# [Supplied text]
/---
Mr Stephen Lewis, special advisor to the UN Secretary-General, called South Africa's overall response to AIDS 'obtuse, dilatory and negligent', while 81 of the world's top scientists, including South Africa's, signed a petition calling for Tshabalala-Msimang to be sacked and 'an end to the (country's) disastrous, pseudo-scientific policies'.

Tshabalala-Msimang and her cohorts also alienated the private sector by repeatedly and often unilaterally ramming through controversial (though sometimes necessary) social reforms that arrogate huge regulatory powers to the health ministry.

More public private partnerships?

Now, in a stark contrast that saw jubilant TAC members serenading Hogan outside her Gardens flat in Cape Town on the night of her appointment, Hogan and Sefularo's pragmatism and complementary skills are set to improve delivery and repair relations.

Hogan, an independent thinker who spoke out against AIDS denialism during the Mbeki era, is a highly competent and respected former chair of the Parliamentary Finance Portfolio Committee and the Standing Committee on the Auditor General. She will bring desperately needed organisational, management and financial skills to the department. Sefularo contributes sound medical knowledge (plus diplomas in tropical medicine, public health and health service management). A former deputy medical superintendent at the Thusong Hospital in the former Boputhatswana in the early 1980s and an Azapo detainee, Sefularo was part of the task team that drafted the new government strategic plan on HIV/ AIDS 2007 - 2011. As Health MEC he strongly backed the ARV rollout and PMTCT implementation in his (NW) province.
\---
# [Brief]
Retype, with no changes, the stretch of the passage on South Africa's health leadership from "Tshabalala-Msimang and her" through "and repair relations.".

# [Dataset excerpts]
/---
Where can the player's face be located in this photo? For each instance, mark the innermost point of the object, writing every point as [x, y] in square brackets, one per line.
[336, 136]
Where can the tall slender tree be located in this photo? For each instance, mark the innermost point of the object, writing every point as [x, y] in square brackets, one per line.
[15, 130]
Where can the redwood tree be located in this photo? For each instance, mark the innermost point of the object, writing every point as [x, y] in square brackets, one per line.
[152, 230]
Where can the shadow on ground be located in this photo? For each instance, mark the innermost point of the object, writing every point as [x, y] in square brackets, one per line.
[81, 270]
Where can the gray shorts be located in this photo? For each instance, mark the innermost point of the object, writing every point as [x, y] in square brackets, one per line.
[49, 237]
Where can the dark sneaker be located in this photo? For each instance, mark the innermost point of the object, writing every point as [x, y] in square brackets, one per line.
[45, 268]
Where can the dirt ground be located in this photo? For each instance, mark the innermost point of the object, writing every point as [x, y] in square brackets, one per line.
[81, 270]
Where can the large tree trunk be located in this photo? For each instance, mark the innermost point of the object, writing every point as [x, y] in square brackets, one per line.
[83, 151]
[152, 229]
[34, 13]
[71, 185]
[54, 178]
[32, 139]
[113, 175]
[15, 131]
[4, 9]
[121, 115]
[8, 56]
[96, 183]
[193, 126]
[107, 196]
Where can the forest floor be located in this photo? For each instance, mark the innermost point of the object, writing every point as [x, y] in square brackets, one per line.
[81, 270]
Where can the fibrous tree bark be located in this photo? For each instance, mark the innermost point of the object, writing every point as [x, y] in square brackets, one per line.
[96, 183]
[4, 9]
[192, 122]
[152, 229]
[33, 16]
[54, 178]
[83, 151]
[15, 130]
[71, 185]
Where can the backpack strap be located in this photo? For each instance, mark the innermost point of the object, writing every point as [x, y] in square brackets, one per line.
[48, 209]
\---
# [Solved problem]
Tshabalala-Msimang and her cohorts also alienated the private sector by repeatedly and often unilaterally ramming through controversial (though sometimes necessary) social reforms that arrogate huge regulatory powers to the health ministry.

More public private partnerships?

Now, in a stark contrast that saw jubilant TAC members serenading Hogan outside her Gardens flat in Cape Town on the night of her appointment, Hogan and Sefularo's pragmatism and complementary skills are set to improve delivery and repair relations.